◆ **Exercise brief**:
Copy every record word for word. Pictures are not part of the copy.

◆ **Input data**:
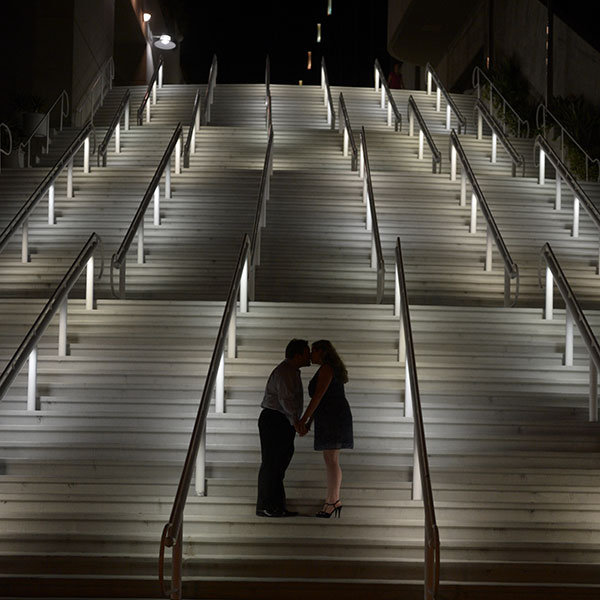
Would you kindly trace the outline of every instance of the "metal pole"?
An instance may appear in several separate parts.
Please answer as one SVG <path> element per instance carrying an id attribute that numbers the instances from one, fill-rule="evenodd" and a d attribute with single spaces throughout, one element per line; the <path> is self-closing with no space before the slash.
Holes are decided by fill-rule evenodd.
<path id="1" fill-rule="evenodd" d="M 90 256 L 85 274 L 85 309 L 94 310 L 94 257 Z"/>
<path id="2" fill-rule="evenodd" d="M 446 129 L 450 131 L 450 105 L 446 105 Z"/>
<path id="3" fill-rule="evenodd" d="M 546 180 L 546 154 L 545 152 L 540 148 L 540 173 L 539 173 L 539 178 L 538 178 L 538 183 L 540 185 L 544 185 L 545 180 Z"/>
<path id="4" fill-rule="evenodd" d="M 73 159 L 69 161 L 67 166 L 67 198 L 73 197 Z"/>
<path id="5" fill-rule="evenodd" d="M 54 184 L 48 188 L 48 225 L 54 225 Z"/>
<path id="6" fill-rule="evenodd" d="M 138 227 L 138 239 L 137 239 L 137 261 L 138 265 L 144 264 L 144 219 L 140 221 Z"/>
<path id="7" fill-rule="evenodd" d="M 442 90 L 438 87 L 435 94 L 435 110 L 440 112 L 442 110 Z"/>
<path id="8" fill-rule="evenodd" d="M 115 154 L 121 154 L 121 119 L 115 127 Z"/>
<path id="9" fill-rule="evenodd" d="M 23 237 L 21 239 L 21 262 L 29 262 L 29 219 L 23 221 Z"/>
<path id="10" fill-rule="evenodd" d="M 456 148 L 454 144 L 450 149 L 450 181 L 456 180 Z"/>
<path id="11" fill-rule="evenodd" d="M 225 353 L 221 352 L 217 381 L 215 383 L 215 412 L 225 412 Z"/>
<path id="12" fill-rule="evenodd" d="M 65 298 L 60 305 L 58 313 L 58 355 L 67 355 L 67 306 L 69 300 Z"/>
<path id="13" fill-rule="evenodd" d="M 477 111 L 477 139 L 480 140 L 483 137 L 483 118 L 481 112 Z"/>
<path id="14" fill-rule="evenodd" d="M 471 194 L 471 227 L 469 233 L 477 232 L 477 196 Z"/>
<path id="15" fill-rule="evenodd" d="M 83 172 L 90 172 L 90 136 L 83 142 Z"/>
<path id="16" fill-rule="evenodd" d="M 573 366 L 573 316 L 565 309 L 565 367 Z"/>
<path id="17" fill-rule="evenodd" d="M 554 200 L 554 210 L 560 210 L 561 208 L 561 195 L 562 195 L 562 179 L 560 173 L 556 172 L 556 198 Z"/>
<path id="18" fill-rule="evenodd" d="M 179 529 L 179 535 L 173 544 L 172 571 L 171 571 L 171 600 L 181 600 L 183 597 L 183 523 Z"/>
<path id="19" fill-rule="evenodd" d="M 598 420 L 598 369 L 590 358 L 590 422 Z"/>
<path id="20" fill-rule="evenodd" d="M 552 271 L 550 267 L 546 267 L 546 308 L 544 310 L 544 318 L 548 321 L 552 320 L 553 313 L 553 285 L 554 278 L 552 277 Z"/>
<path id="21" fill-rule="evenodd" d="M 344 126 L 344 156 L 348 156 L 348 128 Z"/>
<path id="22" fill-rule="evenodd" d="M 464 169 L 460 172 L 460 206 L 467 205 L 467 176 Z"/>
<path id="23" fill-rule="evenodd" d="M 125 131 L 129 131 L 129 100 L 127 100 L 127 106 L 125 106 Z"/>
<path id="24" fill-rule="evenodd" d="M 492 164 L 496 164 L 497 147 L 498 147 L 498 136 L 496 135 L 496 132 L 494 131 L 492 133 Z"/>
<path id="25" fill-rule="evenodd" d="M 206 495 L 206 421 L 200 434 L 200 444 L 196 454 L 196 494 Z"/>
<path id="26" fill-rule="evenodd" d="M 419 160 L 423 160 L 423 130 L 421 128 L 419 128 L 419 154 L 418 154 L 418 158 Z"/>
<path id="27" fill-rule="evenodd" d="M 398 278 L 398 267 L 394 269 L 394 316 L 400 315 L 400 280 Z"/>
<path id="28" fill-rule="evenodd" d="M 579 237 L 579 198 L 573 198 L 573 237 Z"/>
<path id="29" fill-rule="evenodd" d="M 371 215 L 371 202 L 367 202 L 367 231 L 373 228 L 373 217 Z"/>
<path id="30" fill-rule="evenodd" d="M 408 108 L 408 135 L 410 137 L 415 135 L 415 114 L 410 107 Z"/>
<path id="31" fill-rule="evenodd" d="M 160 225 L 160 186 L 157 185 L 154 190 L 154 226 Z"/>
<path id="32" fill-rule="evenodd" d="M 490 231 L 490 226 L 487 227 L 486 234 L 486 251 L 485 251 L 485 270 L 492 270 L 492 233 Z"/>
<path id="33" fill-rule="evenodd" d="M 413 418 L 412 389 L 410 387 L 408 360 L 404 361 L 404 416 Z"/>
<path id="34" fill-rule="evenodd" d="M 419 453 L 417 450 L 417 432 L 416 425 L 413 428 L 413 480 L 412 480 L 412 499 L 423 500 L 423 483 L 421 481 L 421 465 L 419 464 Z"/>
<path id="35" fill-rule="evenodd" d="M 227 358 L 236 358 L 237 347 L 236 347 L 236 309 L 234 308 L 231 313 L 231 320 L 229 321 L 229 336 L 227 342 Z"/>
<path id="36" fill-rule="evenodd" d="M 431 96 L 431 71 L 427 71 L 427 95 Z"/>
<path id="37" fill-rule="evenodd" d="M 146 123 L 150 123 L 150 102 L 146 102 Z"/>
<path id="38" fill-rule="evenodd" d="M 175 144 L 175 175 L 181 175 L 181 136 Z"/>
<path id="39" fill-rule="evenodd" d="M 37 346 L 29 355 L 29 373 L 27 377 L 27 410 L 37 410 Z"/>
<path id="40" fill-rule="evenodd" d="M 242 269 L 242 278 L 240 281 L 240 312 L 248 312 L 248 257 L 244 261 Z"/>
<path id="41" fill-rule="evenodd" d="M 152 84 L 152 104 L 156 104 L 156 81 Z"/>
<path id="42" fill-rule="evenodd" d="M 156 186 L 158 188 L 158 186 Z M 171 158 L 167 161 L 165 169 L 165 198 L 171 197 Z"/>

◆ **Response below**:
Would you kindly trace the outline of every instance of the "metal pole"?
An instance may appear in several separate parts.
Please answer as one SVG <path> element per instance carrying an id attribute that numbers the instances from one, fill-rule="evenodd" and a d attribute with single spaces throughout, one element per line; the <path> is self-closing with no space before the slash.
Holes are decided by fill-rule evenodd.
<path id="1" fill-rule="evenodd" d="M 90 256 L 85 274 L 85 309 L 94 310 L 94 257 Z"/>
<path id="2" fill-rule="evenodd" d="M 446 129 L 450 131 L 450 105 L 446 105 Z"/>
<path id="3" fill-rule="evenodd" d="M 546 180 L 546 154 L 545 152 L 540 148 L 540 173 L 539 173 L 539 178 L 538 178 L 538 183 L 540 185 L 544 185 L 545 180 Z"/>
<path id="4" fill-rule="evenodd" d="M 73 159 L 69 161 L 67 166 L 67 198 L 73 197 Z"/>
<path id="5" fill-rule="evenodd" d="M 54 184 L 48 188 L 48 225 L 54 225 Z"/>
<path id="6" fill-rule="evenodd" d="M 138 227 L 138 239 L 137 239 L 137 261 L 138 265 L 144 264 L 144 219 L 140 221 Z"/>
<path id="7" fill-rule="evenodd" d="M 442 90 L 438 87 L 435 94 L 435 110 L 440 112 L 442 110 Z"/>
<path id="8" fill-rule="evenodd" d="M 115 154 L 121 154 L 121 119 L 115 127 Z"/>
<path id="9" fill-rule="evenodd" d="M 23 237 L 21 239 L 21 262 L 29 262 L 29 219 L 23 221 Z"/>
<path id="10" fill-rule="evenodd" d="M 456 148 L 454 144 L 450 149 L 450 181 L 456 180 Z"/>
<path id="11" fill-rule="evenodd" d="M 225 353 L 221 352 L 217 381 L 215 383 L 215 412 L 225 412 Z"/>
<path id="12" fill-rule="evenodd" d="M 65 298 L 60 305 L 58 313 L 58 355 L 67 355 L 67 306 L 69 300 Z"/>
<path id="13" fill-rule="evenodd" d="M 477 111 L 477 139 L 480 140 L 483 137 L 483 118 L 481 112 Z"/>
<path id="14" fill-rule="evenodd" d="M 471 194 L 471 227 L 469 233 L 477 232 L 477 196 Z"/>
<path id="15" fill-rule="evenodd" d="M 83 172 L 90 172 L 90 136 L 83 142 Z"/>
<path id="16" fill-rule="evenodd" d="M 573 366 L 573 316 L 565 309 L 565 367 Z"/>
<path id="17" fill-rule="evenodd" d="M 554 200 L 554 210 L 560 210 L 561 208 L 561 195 L 562 195 L 562 179 L 560 173 L 556 172 L 556 198 Z"/>
<path id="18" fill-rule="evenodd" d="M 179 529 L 179 535 L 173 544 L 172 571 L 171 571 L 171 600 L 181 600 L 183 597 L 183 523 Z"/>
<path id="19" fill-rule="evenodd" d="M 598 420 L 598 369 L 590 358 L 590 422 Z"/>
<path id="20" fill-rule="evenodd" d="M 552 271 L 550 267 L 546 267 L 546 308 L 544 310 L 544 318 L 548 321 L 552 320 L 553 313 L 553 285 L 554 278 L 552 277 Z"/>
<path id="21" fill-rule="evenodd" d="M 344 126 L 344 156 L 348 156 L 348 128 Z"/>
<path id="22" fill-rule="evenodd" d="M 464 169 L 460 172 L 460 206 L 467 205 L 467 176 Z"/>
<path id="23" fill-rule="evenodd" d="M 125 131 L 129 131 L 129 100 L 127 100 L 127 106 L 125 106 Z"/>
<path id="24" fill-rule="evenodd" d="M 492 164 L 496 164 L 497 147 L 498 147 L 498 136 L 496 135 L 496 132 L 494 131 L 492 133 Z"/>
<path id="25" fill-rule="evenodd" d="M 206 495 L 206 421 L 200 434 L 200 444 L 196 454 L 196 494 Z"/>
<path id="26" fill-rule="evenodd" d="M 419 160 L 423 160 L 423 130 L 421 128 L 419 128 L 419 154 L 418 154 L 418 158 Z"/>
<path id="27" fill-rule="evenodd" d="M 398 278 L 398 267 L 394 269 L 394 316 L 400 315 L 400 280 Z"/>
<path id="28" fill-rule="evenodd" d="M 579 237 L 579 198 L 573 198 L 573 237 Z"/>
<path id="29" fill-rule="evenodd" d="M 371 215 L 371 202 L 367 202 L 367 231 L 373 228 L 373 217 Z"/>
<path id="30" fill-rule="evenodd" d="M 408 108 L 408 135 L 410 137 L 415 135 L 415 114 L 410 107 Z"/>
<path id="31" fill-rule="evenodd" d="M 160 225 L 160 186 L 157 185 L 154 190 L 154 226 Z"/>
<path id="32" fill-rule="evenodd" d="M 490 231 L 490 226 L 487 227 L 486 234 L 486 251 L 485 251 L 485 270 L 492 270 L 492 233 Z"/>
<path id="33" fill-rule="evenodd" d="M 413 418 L 412 389 L 410 387 L 408 360 L 404 361 L 404 416 Z"/>
<path id="34" fill-rule="evenodd" d="M 419 453 L 417 450 L 417 432 L 416 425 L 413 428 L 413 480 L 412 480 L 412 499 L 423 500 L 423 483 L 421 481 L 421 465 L 419 464 Z"/>
<path id="35" fill-rule="evenodd" d="M 227 358 L 236 358 L 237 347 L 236 347 L 236 309 L 234 308 L 231 313 L 231 320 L 229 321 L 229 336 L 227 342 Z"/>
<path id="36" fill-rule="evenodd" d="M 431 96 L 431 71 L 427 71 L 427 95 Z"/>
<path id="37" fill-rule="evenodd" d="M 146 123 L 150 123 L 150 102 L 146 102 Z"/>
<path id="38" fill-rule="evenodd" d="M 175 144 L 175 175 L 181 175 L 181 136 Z"/>
<path id="39" fill-rule="evenodd" d="M 37 346 L 29 355 L 29 373 L 27 377 L 27 410 L 37 410 Z"/>
<path id="40" fill-rule="evenodd" d="M 242 269 L 242 278 L 240 281 L 240 312 L 248 312 L 248 257 L 244 261 Z"/>
<path id="41" fill-rule="evenodd" d="M 152 84 L 152 104 L 156 104 L 156 81 Z"/>
<path id="42" fill-rule="evenodd" d="M 156 186 L 158 188 L 158 186 Z M 171 158 L 167 161 L 165 169 L 165 198 L 171 197 Z"/>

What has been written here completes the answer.